• Reading passage
- Theatrical release poster
- Directed by: Boban Kunchacko
- Written by: P. K. Sarangapani
- Produced by: Boban Kunchacko
- Starring: Prem Nazir Jayan K. P. Ummer Mohanlal Adoor Bhasi
- Cinematography: U. Rajagopal
- Edited by: T. R. Sekhar
- Music by: K. J. Yesudas (songs) Guna Singh (score)
- Production company: Excel Productions
- Distributed by: Excel Productions
- Release date: 26 February 1981;
- Country: India
- Language: Malayalam

= Sanchari =

1981 Indian film

Sanchari is a 1981 Indian Malayalam-language drama film produced and directed by Boban Kunchacko and written by P. K. Sarangapani. It stars Prem Nazir, Jayan, K. P. Ummer, Mohanlal, and Adoor Bhasi. The film features songs composed by K. J. Yesudas and background score by Guna Singh.

The film is best known for the song "Rasoole Nin Kanivaale".

==Plot==

Sunderasan Nair and Soudamini, both are from wealthy families. Soudamini is concerned about her brothers Keshavan and Vasu who live together with Kotha, while Kotha is jealous of Soudamini. Soudamini invites her brothers to stay with them, but Kotha's sons Bargavan and Sekhar are teased by Soudamini's sons for their lack of manners and sense.

Kotha becomes more jealous, and one day Soudamini slips on a banana peel that was thrown by Kotha's son. The injury results in Soudamini developing amnesia, ceasing to recognise anyone she knows. One day Vasu murders Sunderasan, resulting in the house finally belonging to Keshavan and Kotha. Sekar grows up and becomes a doctor, but Bargavan and Shubha are brought up as servants.

==Cast==

- Prem Nazir as Dhwaja, Sumesh and Suresh (triple role)

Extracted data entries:
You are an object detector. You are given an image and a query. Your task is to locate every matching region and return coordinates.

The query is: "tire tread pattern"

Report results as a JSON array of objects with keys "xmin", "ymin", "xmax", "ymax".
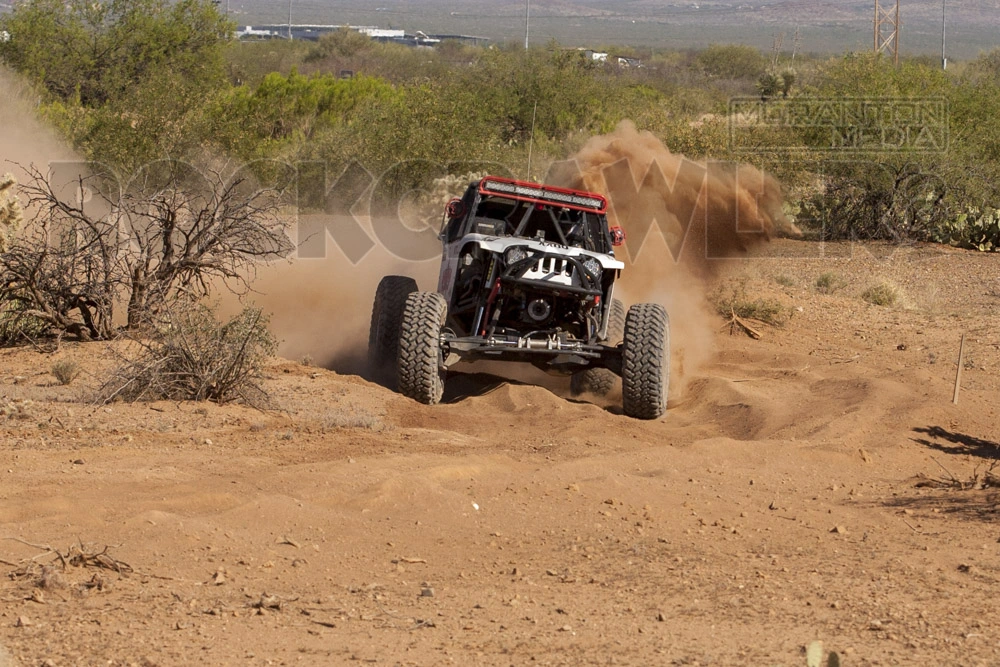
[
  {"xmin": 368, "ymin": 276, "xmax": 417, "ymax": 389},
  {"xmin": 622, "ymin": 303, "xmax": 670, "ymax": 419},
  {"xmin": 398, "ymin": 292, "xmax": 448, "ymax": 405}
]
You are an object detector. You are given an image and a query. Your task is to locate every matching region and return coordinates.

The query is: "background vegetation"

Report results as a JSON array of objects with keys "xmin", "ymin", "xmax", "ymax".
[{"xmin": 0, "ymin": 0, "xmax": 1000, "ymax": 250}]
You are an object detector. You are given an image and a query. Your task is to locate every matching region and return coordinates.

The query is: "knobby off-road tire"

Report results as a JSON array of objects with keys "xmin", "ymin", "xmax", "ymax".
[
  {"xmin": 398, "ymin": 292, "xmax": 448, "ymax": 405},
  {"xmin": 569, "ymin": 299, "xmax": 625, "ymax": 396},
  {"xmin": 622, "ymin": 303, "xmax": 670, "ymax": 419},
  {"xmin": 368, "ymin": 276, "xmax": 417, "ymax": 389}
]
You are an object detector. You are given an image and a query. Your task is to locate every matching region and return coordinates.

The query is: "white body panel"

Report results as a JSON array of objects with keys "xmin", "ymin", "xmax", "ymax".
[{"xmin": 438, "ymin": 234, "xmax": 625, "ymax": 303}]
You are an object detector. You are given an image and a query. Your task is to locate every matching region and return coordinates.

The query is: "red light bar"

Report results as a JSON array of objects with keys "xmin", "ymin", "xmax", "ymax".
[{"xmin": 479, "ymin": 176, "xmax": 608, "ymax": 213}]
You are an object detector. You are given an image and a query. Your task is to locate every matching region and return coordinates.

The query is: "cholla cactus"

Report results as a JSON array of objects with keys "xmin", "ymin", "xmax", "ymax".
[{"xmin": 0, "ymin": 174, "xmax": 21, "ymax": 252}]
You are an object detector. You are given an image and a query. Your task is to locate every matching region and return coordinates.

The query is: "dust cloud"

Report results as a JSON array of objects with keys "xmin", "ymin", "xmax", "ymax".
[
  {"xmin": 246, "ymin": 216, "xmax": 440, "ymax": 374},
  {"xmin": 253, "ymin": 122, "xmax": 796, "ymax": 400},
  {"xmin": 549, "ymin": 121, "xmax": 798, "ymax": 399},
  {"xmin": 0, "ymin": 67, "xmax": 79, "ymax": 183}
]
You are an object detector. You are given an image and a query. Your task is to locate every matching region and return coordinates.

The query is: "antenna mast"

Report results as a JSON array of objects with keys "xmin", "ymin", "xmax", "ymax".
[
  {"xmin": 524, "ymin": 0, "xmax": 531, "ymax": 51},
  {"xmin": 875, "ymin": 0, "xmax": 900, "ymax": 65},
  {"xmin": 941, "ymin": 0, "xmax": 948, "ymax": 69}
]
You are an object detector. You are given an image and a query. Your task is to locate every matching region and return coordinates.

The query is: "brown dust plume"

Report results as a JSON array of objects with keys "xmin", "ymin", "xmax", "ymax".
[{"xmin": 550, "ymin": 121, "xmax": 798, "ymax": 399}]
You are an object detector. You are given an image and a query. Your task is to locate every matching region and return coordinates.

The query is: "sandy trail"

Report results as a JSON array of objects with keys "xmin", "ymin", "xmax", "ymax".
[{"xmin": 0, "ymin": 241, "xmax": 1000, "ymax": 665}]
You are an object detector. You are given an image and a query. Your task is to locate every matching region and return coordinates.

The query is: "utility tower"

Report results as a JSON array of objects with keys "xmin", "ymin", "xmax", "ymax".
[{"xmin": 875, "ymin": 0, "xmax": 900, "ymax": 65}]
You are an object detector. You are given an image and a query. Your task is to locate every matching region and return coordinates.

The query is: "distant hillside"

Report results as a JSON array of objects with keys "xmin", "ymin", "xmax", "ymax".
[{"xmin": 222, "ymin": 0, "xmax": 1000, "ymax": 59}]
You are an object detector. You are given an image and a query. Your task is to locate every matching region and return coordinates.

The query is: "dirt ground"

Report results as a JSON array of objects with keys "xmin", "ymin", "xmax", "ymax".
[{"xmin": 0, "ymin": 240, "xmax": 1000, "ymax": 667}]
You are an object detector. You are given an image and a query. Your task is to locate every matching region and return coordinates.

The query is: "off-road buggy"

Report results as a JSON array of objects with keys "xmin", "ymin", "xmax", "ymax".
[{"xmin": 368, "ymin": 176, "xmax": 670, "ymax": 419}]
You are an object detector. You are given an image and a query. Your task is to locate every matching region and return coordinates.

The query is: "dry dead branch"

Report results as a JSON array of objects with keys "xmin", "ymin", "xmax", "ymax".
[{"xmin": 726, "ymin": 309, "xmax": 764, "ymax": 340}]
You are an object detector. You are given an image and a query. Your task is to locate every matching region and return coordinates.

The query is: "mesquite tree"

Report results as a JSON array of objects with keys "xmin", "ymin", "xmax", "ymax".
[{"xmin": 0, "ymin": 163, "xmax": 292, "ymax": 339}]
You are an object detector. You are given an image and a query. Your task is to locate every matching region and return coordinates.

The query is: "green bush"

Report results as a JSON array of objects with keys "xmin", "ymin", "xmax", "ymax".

• Activities
1: Duplicate the part of the Sanchari film article that opens with the words containing "Kotha becomes more" and closes with "Suresh (triple role)".
2: List the actors named under "Starring" in the Sanchari film article.
3: Answer these questions from the Sanchari film article:
(a) On what date was the film released?
(b) For which song is the film best known?
(c) Who murders Sunderasan in the plot?

• Answers to the problems
1:
Kotha becomes more jealous, and one day Soudamini slips on a banana peel that was thrown by Kotha's son. The injury results in Soudamini developing amnesia, ceasing to recognise anyone she knows. One day Vasu murders Sunderasan, resulting in the house finally belonging to Keshavan and Kotha. Sekar grows up and becomes a doctor, but Bargavan and Shubha are brought up as servants.

==Cast==

- Prem Nazir as Dhwaja, Sumesh and Suresh (triple role)

2:
Prem Nazir
Jayan
K. P. Ummer
Mohanlal
Adoor Bhasi

3:
(a) 26 February 1981
(b) "Rasoole Nin Kanivaale"
(c) Vasu